• _Exercise goal_: Search the entries below for "suit". Report each line where it occurs.

• _Entries shown_:
■ ■ ■
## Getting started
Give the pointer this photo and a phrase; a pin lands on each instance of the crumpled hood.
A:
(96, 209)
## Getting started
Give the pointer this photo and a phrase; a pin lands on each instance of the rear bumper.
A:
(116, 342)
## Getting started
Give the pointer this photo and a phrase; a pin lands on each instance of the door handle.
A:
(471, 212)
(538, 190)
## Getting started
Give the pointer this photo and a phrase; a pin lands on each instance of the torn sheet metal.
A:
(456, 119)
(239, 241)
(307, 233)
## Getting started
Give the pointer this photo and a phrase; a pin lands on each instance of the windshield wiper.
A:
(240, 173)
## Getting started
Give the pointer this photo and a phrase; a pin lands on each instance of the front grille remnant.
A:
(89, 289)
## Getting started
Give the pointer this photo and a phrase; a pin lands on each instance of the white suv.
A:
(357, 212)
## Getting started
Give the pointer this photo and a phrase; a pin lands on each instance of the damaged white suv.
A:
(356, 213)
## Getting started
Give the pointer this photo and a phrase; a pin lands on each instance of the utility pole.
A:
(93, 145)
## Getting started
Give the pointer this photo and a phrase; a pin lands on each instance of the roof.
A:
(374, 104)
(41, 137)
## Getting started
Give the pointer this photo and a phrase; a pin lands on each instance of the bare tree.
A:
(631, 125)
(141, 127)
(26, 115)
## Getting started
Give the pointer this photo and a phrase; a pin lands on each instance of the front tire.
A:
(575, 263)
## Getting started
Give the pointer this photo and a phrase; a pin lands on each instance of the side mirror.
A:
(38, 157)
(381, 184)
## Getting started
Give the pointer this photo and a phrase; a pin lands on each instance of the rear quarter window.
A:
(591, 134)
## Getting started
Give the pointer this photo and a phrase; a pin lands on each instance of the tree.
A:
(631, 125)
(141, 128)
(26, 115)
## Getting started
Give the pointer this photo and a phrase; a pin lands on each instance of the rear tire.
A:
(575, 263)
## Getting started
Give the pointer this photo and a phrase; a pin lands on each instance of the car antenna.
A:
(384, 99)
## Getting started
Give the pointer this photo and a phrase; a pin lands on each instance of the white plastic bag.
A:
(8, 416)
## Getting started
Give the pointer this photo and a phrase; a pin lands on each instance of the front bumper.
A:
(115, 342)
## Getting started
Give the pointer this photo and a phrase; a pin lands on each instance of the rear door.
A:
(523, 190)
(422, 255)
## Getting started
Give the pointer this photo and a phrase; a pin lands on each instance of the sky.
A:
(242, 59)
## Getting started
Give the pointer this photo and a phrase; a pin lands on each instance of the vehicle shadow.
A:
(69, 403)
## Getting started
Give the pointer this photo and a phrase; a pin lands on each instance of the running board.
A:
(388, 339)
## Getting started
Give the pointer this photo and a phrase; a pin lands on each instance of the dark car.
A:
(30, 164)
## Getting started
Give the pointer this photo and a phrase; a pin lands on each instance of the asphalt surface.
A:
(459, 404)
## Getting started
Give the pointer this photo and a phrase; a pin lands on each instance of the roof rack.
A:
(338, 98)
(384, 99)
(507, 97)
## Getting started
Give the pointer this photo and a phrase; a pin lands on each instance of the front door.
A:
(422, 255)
■ ■ ■
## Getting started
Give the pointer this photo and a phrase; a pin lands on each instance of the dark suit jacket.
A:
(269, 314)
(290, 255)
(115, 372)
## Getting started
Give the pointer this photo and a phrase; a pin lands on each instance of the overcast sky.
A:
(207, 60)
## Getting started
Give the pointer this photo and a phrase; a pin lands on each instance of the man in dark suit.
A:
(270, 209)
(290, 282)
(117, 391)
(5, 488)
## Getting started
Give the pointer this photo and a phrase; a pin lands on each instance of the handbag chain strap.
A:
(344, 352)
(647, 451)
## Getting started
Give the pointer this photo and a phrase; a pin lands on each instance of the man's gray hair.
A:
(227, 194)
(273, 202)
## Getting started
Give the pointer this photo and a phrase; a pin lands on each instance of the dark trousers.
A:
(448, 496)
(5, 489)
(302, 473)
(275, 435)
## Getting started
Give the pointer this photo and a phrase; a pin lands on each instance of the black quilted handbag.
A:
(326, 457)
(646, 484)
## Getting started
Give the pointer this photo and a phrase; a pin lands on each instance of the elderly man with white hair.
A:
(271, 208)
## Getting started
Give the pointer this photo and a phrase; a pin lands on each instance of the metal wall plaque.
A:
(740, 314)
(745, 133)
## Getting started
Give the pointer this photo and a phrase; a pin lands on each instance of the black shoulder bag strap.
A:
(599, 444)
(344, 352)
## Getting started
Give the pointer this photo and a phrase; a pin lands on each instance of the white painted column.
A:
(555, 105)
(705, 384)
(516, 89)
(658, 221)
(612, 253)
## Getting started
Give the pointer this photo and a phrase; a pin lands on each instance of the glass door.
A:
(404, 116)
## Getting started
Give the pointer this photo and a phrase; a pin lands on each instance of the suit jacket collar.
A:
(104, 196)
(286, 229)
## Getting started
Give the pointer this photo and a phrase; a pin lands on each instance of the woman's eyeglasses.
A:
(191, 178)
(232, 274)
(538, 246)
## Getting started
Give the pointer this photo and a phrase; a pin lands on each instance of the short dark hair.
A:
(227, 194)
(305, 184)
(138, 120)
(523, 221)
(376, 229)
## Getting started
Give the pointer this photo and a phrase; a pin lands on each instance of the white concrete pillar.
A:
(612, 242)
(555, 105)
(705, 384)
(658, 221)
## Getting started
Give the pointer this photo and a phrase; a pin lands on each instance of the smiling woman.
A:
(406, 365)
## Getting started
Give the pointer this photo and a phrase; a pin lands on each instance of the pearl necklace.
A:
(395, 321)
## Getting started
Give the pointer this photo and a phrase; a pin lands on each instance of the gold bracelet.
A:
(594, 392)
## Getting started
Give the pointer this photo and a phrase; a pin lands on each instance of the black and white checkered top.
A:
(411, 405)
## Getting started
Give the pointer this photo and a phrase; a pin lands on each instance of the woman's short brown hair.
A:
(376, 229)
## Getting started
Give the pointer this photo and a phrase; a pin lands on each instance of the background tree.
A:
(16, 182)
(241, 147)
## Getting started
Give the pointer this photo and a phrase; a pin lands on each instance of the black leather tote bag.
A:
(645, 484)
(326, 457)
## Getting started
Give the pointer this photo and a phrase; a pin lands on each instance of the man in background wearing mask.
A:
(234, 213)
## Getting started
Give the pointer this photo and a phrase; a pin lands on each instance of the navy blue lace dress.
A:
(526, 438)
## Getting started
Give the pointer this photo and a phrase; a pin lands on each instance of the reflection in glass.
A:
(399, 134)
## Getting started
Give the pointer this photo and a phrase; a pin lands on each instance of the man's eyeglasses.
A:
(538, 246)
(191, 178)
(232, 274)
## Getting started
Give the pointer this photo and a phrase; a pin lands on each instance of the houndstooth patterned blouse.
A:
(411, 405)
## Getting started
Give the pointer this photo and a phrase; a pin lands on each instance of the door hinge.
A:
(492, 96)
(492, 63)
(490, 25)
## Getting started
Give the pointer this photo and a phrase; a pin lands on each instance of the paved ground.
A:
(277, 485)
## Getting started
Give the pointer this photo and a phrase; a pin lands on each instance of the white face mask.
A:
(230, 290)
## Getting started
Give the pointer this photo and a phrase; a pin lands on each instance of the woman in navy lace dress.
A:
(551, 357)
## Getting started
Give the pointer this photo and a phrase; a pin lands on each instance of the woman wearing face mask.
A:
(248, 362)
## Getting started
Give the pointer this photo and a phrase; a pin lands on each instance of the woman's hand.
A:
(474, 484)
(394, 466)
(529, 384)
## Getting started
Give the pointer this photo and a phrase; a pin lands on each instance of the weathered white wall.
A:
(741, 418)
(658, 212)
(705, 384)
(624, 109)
■ ■ ■
• _Task response_:
Give the pointer this photo and a phrase; a pin lands on each instance of the dark suit jacket.
Give the pointer this photo and a phrase; a pin lands on each instance of the man in dark suit.
Give the pointer this photo and a phrase; a pin lands on each instance of the suit jacket collar.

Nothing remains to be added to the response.